Excerpts of labeled region data:
----------

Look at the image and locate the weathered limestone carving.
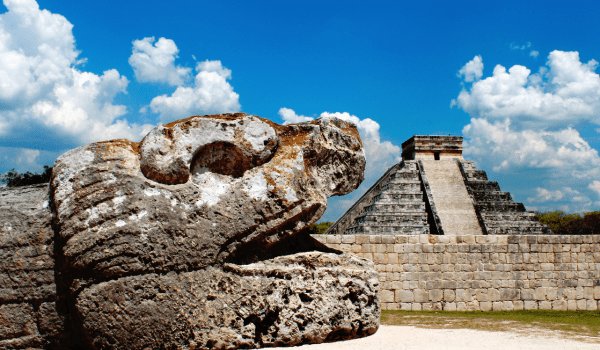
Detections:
[0,114,379,349]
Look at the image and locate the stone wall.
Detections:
[313,235,600,311]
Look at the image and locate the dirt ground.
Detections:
[276,322,600,350]
[382,314,600,349]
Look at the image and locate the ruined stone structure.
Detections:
[313,235,600,311]
[0,114,380,350]
[325,136,551,236]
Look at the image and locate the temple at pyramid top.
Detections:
[402,135,462,160]
[325,135,552,235]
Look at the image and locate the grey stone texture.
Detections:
[325,136,552,235]
[313,235,600,311]
[0,114,380,349]
[458,161,552,235]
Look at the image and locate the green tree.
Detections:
[0,165,52,187]
[538,210,600,235]
[308,222,333,235]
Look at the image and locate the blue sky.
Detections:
[0,0,600,220]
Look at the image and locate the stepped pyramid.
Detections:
[325,136,552,235]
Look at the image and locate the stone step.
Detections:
[461,160,477,171]
[346,225,429,235]
[465,169,488,181]
[481,212,538,222]
[487,225,552,235]
[354,212,427,225]
[365,201,425,214]
[390,170,419,181]
[471,191,513,204]
[467,180,501,191]
[475,201,526,212]
[381,182,421,192]
[373,190,423,203]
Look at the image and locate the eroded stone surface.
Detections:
[0,114,379,349]
[76,252,379,349]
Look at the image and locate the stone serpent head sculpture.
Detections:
[35,114,379,349]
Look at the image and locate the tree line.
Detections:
[537,211,600,235]
[0,165,52,187]
[0,165,600,235]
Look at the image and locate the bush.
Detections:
[308,222,333,235]
[537,211,600,235]
[0,165,52,187]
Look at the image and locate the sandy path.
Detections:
[275,326,600,350]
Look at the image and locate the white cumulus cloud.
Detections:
[278,107,314,125]
[453,47,600,211]
[455,51,600,128]
[527,187,565,203]
[150,60,241,122]
[129,37,192,86]
[0,0,150,154]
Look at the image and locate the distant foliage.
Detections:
[0,165,52,187]
[308,222,333,235]
[538,211,600,235]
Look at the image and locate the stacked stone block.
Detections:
[313,235,600,311]
[0,184,60,349]
[459,161,552,235]
[345,161,429,235]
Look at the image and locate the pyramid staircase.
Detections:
[330,161,430,235]
[460,160,552,235]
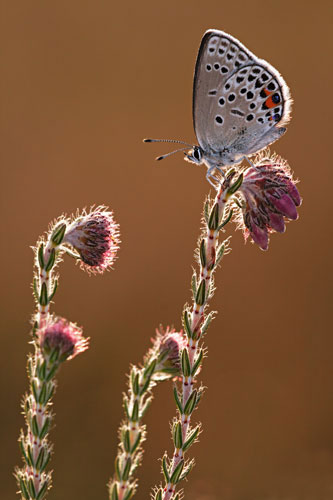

----------

▸ **Given task**: Pull out each line of the listing above that contains the word "pyramid".

▸ **Exercise solution**:
Look at the image and locate the temple at pyramid top.
Look at the image and locate the stepped pyramid.
Look at the image and locate the pyramid staircase.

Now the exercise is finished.